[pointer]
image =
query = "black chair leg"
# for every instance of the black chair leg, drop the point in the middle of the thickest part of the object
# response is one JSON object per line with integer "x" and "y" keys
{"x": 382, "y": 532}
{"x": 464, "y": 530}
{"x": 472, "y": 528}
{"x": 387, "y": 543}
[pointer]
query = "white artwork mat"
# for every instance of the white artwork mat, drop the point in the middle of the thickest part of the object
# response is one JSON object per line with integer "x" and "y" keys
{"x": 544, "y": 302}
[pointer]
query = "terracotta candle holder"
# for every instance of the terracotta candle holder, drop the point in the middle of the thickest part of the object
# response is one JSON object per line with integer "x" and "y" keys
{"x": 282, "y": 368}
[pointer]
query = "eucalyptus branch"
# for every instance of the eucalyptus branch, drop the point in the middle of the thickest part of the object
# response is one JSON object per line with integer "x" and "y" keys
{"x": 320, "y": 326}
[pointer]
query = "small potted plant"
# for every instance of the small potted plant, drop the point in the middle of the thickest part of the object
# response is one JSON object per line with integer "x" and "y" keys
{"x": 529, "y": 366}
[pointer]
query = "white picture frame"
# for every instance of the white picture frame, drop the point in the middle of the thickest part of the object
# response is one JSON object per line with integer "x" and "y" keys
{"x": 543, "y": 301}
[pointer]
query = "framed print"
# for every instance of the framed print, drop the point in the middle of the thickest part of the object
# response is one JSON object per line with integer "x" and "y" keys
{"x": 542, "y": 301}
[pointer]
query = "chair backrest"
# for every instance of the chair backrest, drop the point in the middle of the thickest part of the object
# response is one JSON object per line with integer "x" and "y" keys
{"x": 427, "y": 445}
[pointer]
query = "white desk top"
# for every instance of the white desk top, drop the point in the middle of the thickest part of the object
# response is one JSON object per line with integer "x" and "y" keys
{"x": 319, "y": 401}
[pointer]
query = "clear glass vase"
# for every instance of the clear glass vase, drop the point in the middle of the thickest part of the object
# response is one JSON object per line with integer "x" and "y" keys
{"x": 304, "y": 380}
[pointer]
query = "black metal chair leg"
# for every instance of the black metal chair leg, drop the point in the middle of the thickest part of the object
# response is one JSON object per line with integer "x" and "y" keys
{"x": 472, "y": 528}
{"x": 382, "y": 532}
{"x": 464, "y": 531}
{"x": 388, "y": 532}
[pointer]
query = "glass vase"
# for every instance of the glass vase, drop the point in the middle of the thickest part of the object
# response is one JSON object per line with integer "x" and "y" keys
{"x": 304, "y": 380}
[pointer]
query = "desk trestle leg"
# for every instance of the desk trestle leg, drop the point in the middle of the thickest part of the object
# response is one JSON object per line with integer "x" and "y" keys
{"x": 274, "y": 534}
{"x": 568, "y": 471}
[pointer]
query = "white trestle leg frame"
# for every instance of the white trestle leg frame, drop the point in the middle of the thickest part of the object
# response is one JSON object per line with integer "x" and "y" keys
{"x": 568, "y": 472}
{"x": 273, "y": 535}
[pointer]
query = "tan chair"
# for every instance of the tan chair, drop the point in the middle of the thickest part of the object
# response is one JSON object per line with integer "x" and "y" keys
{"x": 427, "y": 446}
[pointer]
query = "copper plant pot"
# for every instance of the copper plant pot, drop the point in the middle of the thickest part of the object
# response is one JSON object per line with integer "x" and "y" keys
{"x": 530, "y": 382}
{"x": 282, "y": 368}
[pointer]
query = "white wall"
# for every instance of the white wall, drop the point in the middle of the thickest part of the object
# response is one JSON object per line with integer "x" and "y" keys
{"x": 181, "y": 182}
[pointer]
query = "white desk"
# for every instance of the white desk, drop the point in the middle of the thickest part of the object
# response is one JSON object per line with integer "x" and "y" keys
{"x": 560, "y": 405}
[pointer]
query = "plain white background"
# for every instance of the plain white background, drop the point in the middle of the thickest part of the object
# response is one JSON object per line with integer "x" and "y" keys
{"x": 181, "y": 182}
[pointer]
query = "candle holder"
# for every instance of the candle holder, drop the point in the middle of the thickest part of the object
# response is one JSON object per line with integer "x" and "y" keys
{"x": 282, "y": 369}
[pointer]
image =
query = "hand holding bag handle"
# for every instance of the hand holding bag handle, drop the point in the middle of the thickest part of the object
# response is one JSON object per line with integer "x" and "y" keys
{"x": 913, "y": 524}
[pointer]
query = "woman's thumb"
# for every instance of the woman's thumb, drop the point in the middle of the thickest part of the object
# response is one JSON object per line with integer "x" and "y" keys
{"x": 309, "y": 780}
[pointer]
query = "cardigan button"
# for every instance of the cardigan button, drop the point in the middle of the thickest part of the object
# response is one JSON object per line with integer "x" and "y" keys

────────────────────

> Your goal: Select every line in the records above that contains the string "vase", treating uppercase and lowercase letters as different.

> Expected answer:
query = "clear glass vase"
# for every instance of the clear glass vase, drop the point in the middle of the thickest part of the object
query = "glass vase"
# for every instance of the glass vase, drop the point in the middle of the thickest part of the object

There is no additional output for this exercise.